» INPUT:
------------------------

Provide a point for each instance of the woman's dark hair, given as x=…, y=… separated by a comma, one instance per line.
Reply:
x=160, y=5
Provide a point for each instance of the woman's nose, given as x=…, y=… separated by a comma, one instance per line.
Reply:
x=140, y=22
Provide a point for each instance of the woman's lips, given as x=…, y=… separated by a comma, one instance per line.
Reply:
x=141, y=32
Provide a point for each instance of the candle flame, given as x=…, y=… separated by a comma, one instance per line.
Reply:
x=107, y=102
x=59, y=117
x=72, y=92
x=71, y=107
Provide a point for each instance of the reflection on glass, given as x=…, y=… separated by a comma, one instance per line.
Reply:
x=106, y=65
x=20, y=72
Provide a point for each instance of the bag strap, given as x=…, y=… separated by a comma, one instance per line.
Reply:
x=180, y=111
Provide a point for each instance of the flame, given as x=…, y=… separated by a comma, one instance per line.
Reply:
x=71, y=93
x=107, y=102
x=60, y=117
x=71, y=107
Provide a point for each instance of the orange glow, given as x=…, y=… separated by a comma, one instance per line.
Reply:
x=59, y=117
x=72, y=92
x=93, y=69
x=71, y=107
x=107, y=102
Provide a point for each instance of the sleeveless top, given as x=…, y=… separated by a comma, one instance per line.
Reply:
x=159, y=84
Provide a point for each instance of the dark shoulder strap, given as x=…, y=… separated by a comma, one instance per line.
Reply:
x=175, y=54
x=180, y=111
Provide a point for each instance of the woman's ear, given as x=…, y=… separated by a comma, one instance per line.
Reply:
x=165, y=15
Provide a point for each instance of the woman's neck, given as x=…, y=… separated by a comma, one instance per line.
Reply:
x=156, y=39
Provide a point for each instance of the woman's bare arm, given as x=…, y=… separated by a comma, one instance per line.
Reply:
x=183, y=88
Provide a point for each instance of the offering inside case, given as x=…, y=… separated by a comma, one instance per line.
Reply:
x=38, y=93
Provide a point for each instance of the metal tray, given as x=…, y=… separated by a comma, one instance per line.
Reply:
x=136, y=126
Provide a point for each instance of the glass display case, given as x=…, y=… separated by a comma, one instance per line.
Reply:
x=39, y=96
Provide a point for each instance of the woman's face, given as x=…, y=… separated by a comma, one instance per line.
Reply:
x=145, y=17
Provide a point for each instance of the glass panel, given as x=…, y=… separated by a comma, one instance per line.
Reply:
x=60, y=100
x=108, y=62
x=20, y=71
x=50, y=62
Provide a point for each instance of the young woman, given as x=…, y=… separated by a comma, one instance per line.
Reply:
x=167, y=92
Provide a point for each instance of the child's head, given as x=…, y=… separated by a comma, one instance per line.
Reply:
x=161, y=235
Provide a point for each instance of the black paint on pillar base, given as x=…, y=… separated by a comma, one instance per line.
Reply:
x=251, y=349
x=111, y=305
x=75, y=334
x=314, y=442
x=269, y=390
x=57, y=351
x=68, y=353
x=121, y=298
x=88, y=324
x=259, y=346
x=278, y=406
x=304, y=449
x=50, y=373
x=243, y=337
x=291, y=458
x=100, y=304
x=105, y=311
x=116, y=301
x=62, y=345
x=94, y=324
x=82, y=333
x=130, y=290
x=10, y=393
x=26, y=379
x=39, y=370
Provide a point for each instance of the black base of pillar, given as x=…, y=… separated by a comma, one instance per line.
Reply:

------------------------

» WHAT IS BEING ASKED:
Copy all of the items above again, swapping "Reply:" for "Answer:" wherever it occurs and keeping everything else the same.

» PROBLEM SOLUTION:
Provide a point for each instance of the woman's dark hair, given as x=…, y=… separated by a comma, one instance per line.
Answer:
x=160, y=5
Provide a point for each instance of the woman's nose, given as x=…, y=… separated by a comma, one instance per line.
Answer:
x=140, y=22
Provide a point for each instance of the woman's lips, given as x=…, y=… separated by a comma, one instance per line.
Answer:
x=141, y=32
Provide a point for each instance of the candle flame, given as x=…, y=… separated by a comma, one instance per line.
Answer:
x=107, y=102
x=59, y=117
x=72, y=92
x=71, y=107
Provide a point for each instance of the reflection on glass, given as x=…, y=… separated by a comma, one instance per line.
Answer:
x=106, y=65
x=20, y=72
Provide a point for each instance of the bag strap, given as x=…, y=… separated by a comma, one instance per line.
Answer:
x=180, y=111
Provide a point for each instance of the flame, given as x=…, y=… separated by a comma, one instance per line.
Answer:
x=71, y=93
x=107, y=102
x=60, y=117
x=71, y=107
Provide a point for each instance of the orange glow, given as x=…, y=… separated by a comma, one instance per line.
Answer:
x=59, y=117
x=72, y=92
x=93, y=69
x=71, y=107
x=107, y=102
Provide a point for each instance of the sleeveless top, given as x=…, y=… separated by a comma, one instance per line.
Answer:
x=159, y=84
Provide a point for each instance of the dark shoulder strap, given as x=…, y=… separated by a comma, one instance per line.
Answer:
x=175, y=54
x=180, y=111
Provide a point for each instance of the woman's ear, given as x=…, y=… separated by a comma, one instance per line.
Answer:
x=165, y=15
Provide a point for each instance of the woman's neck, given as x=…, y=… separated by a comma, one instance per line.
Answer:
x=156, y=39
Provide a point for each instance of the woman's bare arm, given as x=…, y=… separated by a comma, one instance per line.
Answer:
x=183, y=88
Provide a point for each instance of the offering inside case, given as x=…, y=… separated by a comma, one instance per line.
Answer:
x=38, y=93
Provide a point for each instance of the metal tray, given as x=…, y=… separated by a comma, one instance per line.
Answer:
x=136, y=126
Provide a point for each instance of the glass display case, given as x=…, y=… separated by a comma, one instance per line.
Answer:
x=39, y=96
Provide a point for each instance of the woman's face, given as x=…, y=… separated by a comma, one instance per line.
Answer:
x=145, y=17
Provide a point for each instance of the glass panel, given as x=…, y=… separated by a comma, one instance per line.
Answer:
x=60, y=100
x=108, y=62
x=20, y=71
x=50, y=62
Provide a point for each instance of the young woman, given as x=…, y=… separated by a comma, one instance per line.
Answer:
x=167, y=92
Provide a point for each instance of the child's head, given as x=…, y=… separated by a comma, one instance per line.
Answer:
x=161, y=235
Provide a point for each instance of the black paint on pillar base, given as x=…, y=… separated by a comma, one instance per line.
Answer:
x=251, y=349
x=111, y=305
x=75, y=334
x=314, y=442
x=269, y=390
x=57, y=351
x=68, y=353
x=121, y=298
x=88, y=324
x=259, y=346
x=278, y=406
x=304, y=449
x=50, y=373
x=243, y=337
x=291, y=458
x=100, y=304
x=105, y=311
x=116, y=301
x=62, y=345
x=94, y=324
x=82, y=333
x=130, y=290
x=10, y=393
x=26, y=379
x=39, y=370
Provide a point for each instance of the black base of pillar, given as x=…, y=… separated by a comma, one instance per line.
Answer:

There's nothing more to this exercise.